ACEHSATU.COM | BANDA ACEH – Mahasiswa dari berbagai kampus di Banda Aceh menggelar demonstrasi menolak omnibus law Undang-undang Cipta Kerja.
Mahasiswa meminta anggota DPR dari dapil Aceh yang partainya ikut mendukung UU tersebut meminta maaf.
Massa terlihat berdemo di halaman Gedung DPR Aceh di Banda Aceh, Kamis (8/10/2020).
Jalan Teuku Daud Beureueh di depan gedung dewan sempat ditutup ketika aksi berlangsung.
Mahasiswa yang menggunakan almamater masing-masing kampus membawa sejumlah spanduk serta poster berisi penolakan UU Ciptaker.
Ada yang bertuliskan ‘buruh itu manusia boss!!! Bukan barang!!!’, ada juga ‘cukup mantan saya yang PHP bapak jangan #mositidakpercaya’.

---+---

SOAL DAN TUGAS -
**1.** Cetak bagian berita demo mahasiswa yang dibuka dengan kata-kata berisi "Jalan Teuku Daud" dan ditutup dengan "bapak jangan #mositidakpercaya’.", tanpa mengubah satu huruf pun.
**2.** Jawab pertanyaan berikut berdasarkan berita demo mahasiswa.
(a) Pada hari dan tanggal berapa massa berdemo di halaman Gedung DPR Aceh?
(b) Jalan apa yang sempat ditutup ketika aksi berlangsung?
(c) Apa yang diminta mahasiswa dari anggota DPR dapil Aceh yang partainya ikut mendukung UU tersebut?
Gunakan hanya berita demo mahasiswa di atas sebagai sumber.

Catatan kotak berlabel
---+---

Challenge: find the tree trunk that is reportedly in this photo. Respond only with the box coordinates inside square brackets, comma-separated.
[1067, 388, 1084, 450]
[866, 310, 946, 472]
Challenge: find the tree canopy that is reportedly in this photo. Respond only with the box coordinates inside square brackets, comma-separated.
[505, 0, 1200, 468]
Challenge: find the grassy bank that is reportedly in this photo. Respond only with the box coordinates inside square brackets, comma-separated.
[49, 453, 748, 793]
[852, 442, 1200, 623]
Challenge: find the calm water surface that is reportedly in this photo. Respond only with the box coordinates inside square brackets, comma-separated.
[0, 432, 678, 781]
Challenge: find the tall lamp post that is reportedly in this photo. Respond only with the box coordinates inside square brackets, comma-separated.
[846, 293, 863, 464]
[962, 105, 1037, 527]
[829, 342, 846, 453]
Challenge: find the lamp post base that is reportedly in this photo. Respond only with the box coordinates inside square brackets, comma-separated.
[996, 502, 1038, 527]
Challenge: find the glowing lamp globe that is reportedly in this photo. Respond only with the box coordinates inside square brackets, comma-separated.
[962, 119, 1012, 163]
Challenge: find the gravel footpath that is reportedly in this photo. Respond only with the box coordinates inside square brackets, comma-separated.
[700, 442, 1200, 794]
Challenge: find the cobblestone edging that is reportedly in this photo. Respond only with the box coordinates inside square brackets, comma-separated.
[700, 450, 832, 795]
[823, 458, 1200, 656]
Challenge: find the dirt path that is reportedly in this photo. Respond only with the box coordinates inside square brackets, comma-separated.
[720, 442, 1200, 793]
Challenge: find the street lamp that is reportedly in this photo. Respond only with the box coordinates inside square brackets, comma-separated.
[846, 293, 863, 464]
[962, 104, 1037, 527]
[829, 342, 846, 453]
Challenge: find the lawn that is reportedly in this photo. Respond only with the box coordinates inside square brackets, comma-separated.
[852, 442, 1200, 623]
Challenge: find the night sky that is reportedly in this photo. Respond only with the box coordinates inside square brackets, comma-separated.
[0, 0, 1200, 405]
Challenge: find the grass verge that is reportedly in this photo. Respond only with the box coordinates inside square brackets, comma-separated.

---+---

JAWABAN TIAP SOAL -
**1.**
Jalan Teuku Daud Beureueh di depan gedung dewan sempat ditutup ketika aksi berlangsung.
Mahasiswa yang menggunakan almamater masing-masing kampus membawa sejumlah spanduk serta poster berisi penolakan UU Ciptaker.
Ada yang bertuliskan ‘buruh itu manusia boss!!! Bukan barang!!!’, ada juga ‘cukup mantan saya yang PHP bapak jangan #mositidakpercaya’.

**2.**
(a) Kamis (8/10/2020).
(b) Jalan Teuku Daud Beureueh.
(c) Meminta maaf.